What to produce:
Repeat exactly the lines from the one containing "Practice. Spot the tall" through the last line of the records below, both included, and nothing else.

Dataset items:
========================

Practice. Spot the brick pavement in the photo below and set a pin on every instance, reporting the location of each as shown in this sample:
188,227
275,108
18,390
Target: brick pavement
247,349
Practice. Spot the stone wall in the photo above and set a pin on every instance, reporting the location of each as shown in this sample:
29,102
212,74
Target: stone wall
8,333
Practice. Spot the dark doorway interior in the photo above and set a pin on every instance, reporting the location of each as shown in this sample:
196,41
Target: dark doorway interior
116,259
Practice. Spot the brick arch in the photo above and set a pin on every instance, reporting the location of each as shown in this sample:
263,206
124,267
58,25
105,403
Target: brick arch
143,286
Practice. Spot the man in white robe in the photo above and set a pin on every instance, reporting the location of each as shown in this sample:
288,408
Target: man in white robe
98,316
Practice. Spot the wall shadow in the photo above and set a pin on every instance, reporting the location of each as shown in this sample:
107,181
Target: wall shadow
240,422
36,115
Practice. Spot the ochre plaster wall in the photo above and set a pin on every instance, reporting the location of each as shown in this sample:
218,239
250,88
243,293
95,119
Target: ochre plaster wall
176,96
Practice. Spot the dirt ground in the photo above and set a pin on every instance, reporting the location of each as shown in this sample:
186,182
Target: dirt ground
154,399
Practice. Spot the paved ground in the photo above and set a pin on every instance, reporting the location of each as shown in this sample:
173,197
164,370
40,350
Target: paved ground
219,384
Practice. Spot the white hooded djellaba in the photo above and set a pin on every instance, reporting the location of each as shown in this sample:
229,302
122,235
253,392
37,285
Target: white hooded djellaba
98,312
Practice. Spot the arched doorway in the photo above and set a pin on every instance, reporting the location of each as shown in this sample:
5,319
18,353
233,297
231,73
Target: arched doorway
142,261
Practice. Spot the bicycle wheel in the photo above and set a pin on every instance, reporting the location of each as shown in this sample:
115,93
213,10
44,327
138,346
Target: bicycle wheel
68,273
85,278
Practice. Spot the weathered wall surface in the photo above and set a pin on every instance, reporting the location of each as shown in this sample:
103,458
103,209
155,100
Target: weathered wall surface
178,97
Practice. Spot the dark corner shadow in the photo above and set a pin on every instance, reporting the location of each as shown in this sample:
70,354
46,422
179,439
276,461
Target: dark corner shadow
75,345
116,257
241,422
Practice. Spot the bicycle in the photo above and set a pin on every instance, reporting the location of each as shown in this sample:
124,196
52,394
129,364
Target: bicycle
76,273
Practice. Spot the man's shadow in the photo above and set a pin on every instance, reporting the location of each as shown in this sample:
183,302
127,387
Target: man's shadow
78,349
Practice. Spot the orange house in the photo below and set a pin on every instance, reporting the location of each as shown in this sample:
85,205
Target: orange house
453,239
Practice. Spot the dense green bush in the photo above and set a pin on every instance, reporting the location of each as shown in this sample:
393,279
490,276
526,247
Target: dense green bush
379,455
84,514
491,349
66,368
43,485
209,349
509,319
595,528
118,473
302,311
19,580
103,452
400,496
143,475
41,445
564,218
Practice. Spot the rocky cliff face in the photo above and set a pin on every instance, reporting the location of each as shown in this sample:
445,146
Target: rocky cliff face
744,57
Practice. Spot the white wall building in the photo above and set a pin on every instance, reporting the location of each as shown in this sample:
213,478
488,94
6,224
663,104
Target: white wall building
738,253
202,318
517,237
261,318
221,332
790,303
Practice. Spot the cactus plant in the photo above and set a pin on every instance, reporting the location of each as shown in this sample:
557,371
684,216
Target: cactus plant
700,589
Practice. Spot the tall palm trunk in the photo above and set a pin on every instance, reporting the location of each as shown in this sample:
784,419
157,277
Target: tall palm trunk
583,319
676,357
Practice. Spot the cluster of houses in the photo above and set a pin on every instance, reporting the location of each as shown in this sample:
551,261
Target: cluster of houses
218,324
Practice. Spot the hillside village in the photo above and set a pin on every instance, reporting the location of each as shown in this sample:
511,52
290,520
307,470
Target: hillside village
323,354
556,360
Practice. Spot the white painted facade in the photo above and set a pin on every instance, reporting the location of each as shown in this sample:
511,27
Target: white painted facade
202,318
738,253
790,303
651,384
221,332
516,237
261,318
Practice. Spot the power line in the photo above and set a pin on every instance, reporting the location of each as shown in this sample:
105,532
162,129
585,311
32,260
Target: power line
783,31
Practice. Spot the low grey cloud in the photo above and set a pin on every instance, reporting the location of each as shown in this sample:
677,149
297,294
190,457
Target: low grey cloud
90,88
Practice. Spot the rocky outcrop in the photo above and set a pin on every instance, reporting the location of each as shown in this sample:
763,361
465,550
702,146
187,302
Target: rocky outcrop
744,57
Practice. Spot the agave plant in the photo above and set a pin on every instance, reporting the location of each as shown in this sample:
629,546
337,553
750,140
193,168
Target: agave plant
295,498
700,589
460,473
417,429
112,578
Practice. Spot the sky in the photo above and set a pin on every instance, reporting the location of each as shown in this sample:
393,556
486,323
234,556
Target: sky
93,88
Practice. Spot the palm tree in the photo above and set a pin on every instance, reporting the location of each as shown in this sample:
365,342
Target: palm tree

========================

Output of the exercise:
Practice. Spot the tall palm trunk in the photo above and set a pin on every instance, reporting the location of each as shown in this sample:
784,419
157,277
Target: tall palm trunk
583,319
676,357
Practice. Spot the cluster of houses in the photo above and set a pin on every instance, reporting the location of each as shown in this sample:
551,261
Target: cluster of houses
218,324
Practice. Spot the hillside village in the photo above and set a pin on every instance, reporting the location of each as shown in this sample:
511,52
290,520
307,470
Target: hillside village
323,354
556,360
Practice. Spot the white painted facade in the photo above and set a pin on every instance, reporting the location of each as shown in this sample:
511,27
Target: white painted facade
202,318
738,253
790,303
651,384
221,332
516,237
261,318
Practice. Spot the power line in the photo above and set a pin on every instance, reporting the location of each as shown in this sample:
105,532
162,129
585,311
32,260
Target: power line
783,31
Practice. Spot the low grey cloud in the photo above and set a pin on every instance, reporting the location of each as shown in this sample:
677,149
297,294
190,457
Target: low grey cloud
90,88
Practice. Spot the rocky outcrop in the photo above and set a pin on every instance, reporting the location of each as shown in this sample:
763,361
465,550
702,146
187,302
Target: rocky outcrop
744,57
Practice. Spot the agave plant in the photo above and set a pin on every instance, reporting the location of each as shown in this sample:
629,546
337,553
750,140
193,168
Target: agave plant
295,498
700,589
460,473
417,429
112,578
Practice. Spot the sky in the photo above and set a pin on every instance, reporting the location of each as shown in this sample:
393,556
486,323
234,556
Target: sky
93,88
Practice. Spot the palm tree in the photo above and set a pin on every instance, reporting the location of each as shown in this sample:
365,342
Target: palm tree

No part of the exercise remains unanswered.